**Activities:**
[1] In the winter forest management article, when does most root growth take place?
[2] Reproduce the winter forest management article from "By Deanna Noble, Wildlife" up to and including "time of year.", keeping every word unchanged.
[3] Do these statements agree with the winter forest management article? Answer yes or no for each, and quote the words from the article that decide it.
(a) Dormant season burns can take place in fire-suppressed areas with heavy layers of litter and duff.
(b) Prescribed burning should begin with high intensity fires.
(c) Only pines can be planted this time of year.

**Text section:**

============

By Deanna Noble, Wildlife Conservation Biologist, North Carolina Wildlife Resources Commission //
Even though temperatures are cold, and we’ve seen some snow, forest owners shouldn’t lose sight of fact that winter is the ideal time to get some important things accomplished on their property. There are many management techniques that can be implemented during this time of year for the benefit of multiple species of wildlife. Here are just a few:
- Warm things up with a prescribed burn. Dormant season burns can take place in areas that have been fire suppressed and where there are heavy layers of litter and duff. Prescribed burning should begin with low intensity fires to reduce the fuel load.
- Plant trees and shrubs to give them a head start. During the dormant season is when most of the root growth takes place. Pines, hardwoods and shrubs all can be planted this time of year.

============

Stored data
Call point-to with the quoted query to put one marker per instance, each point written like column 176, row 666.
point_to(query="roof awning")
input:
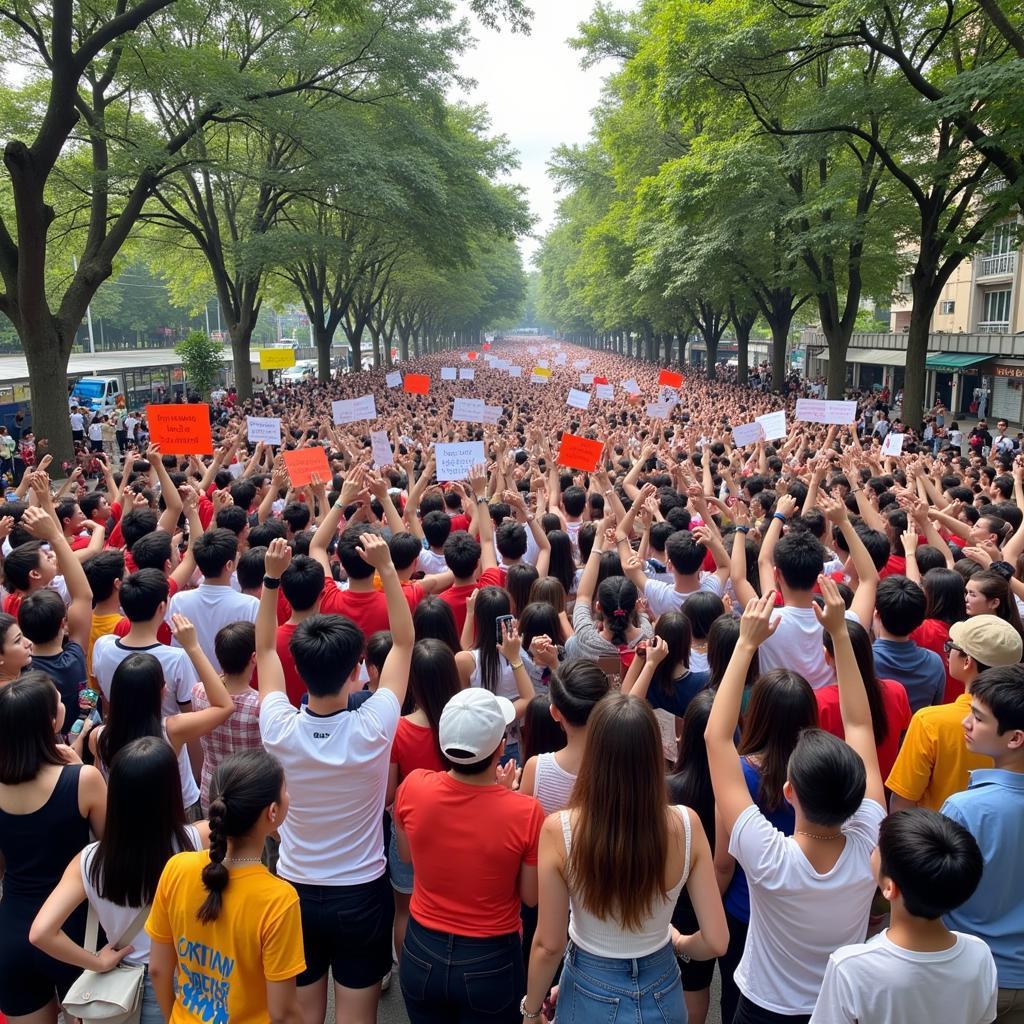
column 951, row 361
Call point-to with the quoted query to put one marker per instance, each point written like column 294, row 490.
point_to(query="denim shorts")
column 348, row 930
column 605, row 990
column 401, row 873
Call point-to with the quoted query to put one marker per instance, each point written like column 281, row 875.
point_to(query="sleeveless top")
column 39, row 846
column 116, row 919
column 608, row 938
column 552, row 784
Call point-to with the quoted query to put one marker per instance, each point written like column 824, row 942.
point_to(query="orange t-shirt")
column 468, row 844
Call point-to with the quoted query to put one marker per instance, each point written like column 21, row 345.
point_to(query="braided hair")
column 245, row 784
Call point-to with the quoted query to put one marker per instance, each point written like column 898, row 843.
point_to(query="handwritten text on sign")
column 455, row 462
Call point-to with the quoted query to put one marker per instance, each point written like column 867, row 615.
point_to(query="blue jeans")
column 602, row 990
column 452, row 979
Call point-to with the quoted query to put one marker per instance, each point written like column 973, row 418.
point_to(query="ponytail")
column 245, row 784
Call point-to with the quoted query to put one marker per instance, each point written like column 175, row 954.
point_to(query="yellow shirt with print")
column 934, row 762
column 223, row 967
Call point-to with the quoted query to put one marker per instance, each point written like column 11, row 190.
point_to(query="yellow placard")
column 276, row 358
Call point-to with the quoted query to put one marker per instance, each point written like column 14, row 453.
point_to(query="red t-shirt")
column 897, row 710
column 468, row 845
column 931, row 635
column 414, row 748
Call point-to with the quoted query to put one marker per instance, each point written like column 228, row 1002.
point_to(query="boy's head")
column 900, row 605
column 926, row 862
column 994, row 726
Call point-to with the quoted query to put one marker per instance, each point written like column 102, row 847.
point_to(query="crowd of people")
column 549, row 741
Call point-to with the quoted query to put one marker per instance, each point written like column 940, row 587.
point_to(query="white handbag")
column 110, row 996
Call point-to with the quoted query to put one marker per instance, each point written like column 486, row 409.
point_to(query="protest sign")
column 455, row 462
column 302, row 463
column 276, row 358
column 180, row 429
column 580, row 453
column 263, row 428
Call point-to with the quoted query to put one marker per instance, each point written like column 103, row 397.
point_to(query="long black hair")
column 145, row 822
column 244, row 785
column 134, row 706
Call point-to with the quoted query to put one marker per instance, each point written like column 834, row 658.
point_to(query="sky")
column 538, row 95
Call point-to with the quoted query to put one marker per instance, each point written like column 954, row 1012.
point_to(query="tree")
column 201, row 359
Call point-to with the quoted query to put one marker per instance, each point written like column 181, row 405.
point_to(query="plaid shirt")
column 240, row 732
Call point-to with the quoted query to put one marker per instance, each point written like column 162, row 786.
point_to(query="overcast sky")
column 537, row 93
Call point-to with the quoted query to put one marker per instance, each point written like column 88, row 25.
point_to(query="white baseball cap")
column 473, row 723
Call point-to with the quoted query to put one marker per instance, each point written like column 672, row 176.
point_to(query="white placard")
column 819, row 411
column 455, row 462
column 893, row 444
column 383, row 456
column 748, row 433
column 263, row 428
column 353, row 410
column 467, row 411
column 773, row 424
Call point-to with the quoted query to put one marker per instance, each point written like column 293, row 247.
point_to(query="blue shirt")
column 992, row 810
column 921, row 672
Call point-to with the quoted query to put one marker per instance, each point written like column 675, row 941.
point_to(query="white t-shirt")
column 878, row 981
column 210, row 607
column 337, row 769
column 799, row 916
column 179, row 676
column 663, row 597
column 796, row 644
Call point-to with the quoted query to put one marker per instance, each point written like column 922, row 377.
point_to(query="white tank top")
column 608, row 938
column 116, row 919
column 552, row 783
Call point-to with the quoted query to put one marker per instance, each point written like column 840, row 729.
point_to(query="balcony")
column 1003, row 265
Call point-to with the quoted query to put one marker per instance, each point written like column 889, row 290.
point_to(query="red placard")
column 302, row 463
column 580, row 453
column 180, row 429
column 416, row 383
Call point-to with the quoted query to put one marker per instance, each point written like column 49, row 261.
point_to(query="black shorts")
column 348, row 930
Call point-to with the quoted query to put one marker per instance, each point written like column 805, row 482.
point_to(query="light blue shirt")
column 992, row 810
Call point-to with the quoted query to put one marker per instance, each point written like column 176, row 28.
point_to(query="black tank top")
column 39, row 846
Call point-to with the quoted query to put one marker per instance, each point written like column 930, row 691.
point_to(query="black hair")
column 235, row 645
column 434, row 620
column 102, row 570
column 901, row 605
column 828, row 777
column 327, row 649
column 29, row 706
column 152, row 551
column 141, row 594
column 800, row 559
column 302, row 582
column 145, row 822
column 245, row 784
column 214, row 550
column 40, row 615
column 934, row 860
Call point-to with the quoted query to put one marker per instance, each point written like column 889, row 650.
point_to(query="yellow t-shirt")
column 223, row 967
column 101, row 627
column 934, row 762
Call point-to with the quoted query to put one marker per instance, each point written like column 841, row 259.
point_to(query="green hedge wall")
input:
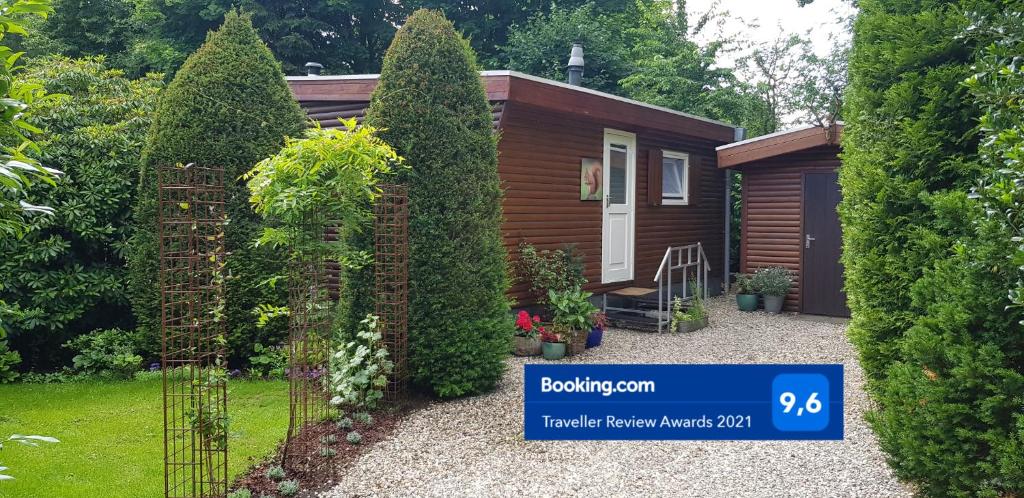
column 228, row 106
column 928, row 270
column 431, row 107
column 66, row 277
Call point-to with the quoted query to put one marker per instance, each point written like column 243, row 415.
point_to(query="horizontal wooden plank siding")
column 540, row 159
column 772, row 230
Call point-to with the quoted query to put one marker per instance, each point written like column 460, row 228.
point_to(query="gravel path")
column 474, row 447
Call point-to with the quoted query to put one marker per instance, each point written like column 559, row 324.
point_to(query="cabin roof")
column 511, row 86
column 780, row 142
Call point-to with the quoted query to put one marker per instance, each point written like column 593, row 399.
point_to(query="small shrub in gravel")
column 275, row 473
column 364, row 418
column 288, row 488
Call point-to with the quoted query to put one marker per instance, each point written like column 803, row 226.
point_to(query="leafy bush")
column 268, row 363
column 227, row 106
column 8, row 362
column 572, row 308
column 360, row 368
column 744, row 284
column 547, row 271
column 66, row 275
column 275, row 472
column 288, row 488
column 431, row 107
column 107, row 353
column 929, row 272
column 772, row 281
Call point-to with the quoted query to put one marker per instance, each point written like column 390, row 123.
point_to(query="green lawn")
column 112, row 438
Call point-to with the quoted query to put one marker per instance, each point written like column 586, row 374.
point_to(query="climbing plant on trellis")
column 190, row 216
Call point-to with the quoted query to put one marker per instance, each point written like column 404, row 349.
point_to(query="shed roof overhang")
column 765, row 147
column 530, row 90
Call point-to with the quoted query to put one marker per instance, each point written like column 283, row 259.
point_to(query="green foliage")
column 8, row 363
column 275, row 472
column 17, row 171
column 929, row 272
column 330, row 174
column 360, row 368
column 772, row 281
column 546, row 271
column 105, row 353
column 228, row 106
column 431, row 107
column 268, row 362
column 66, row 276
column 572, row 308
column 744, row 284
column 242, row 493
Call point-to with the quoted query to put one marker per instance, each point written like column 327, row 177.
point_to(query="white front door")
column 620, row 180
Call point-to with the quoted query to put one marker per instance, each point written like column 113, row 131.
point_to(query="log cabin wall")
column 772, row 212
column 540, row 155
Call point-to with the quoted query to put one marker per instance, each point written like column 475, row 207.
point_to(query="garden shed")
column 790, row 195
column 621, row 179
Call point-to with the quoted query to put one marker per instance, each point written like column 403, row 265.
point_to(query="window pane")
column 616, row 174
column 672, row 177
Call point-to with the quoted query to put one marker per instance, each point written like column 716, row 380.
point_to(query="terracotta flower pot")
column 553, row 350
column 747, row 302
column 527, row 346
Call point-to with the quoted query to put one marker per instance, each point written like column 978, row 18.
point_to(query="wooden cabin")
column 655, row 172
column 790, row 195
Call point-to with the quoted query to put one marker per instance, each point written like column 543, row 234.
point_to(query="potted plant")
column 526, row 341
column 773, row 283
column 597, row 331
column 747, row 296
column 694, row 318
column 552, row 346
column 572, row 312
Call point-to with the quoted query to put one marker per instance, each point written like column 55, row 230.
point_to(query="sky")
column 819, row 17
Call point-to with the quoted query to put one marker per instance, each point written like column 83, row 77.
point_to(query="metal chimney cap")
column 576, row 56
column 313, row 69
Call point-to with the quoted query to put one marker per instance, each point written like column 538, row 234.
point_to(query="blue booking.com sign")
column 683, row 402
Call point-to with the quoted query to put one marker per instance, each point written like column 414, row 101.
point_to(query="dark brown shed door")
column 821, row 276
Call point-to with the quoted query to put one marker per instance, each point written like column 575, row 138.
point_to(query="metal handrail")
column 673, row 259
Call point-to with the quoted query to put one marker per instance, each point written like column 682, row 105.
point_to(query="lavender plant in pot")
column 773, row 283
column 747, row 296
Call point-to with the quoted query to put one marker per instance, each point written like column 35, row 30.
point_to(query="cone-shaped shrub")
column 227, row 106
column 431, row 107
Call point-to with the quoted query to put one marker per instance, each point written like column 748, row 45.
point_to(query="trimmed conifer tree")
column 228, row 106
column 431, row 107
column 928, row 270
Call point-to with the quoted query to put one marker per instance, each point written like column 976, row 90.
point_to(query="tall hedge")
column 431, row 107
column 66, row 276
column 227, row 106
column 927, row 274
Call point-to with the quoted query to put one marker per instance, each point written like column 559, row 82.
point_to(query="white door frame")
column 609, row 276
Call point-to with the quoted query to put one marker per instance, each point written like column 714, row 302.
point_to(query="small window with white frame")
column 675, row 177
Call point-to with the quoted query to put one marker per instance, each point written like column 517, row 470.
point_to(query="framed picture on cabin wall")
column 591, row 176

============

**Exercise results:**
[1] During the dormant season.

[2]
By Deanna Noble, Wildlife Conservation Biologist, North Carolina Wildlife Resources Commission //
Even though temperatures are cold, and we’ve seen some snow, forest owners shouldn’t lose sight of fact that winter is the ideal time to get some important things accomplished on their property. There are many management techniques that can be implemented during this time of year for the benefit of multiple species of wildlife. Here are just a few:
- Warm things up with a prescribed burn. Dormant season burns can take place in areas that have been fire suppressed and where there are heavy layers of litter and duff. Prescribed burning should begin with low intensity fires to reduce the fuel load.
- Plant trees and shrubs to give them a head start. During the dormant season is when most of the root growth takes place. Pines, hardwoods and shrubs all can be planted this time of year.

[3]
(a) Yes: "Dormant season burns can take place in areas that have been fire suppressed and where there are heavy layers of litter and duff."
(b) No: "Prescribed burning should begin with low intensity fires to reduce the fuel load."
(c) No: "Pines, hardwoods and shrubs all can be planted this time of year."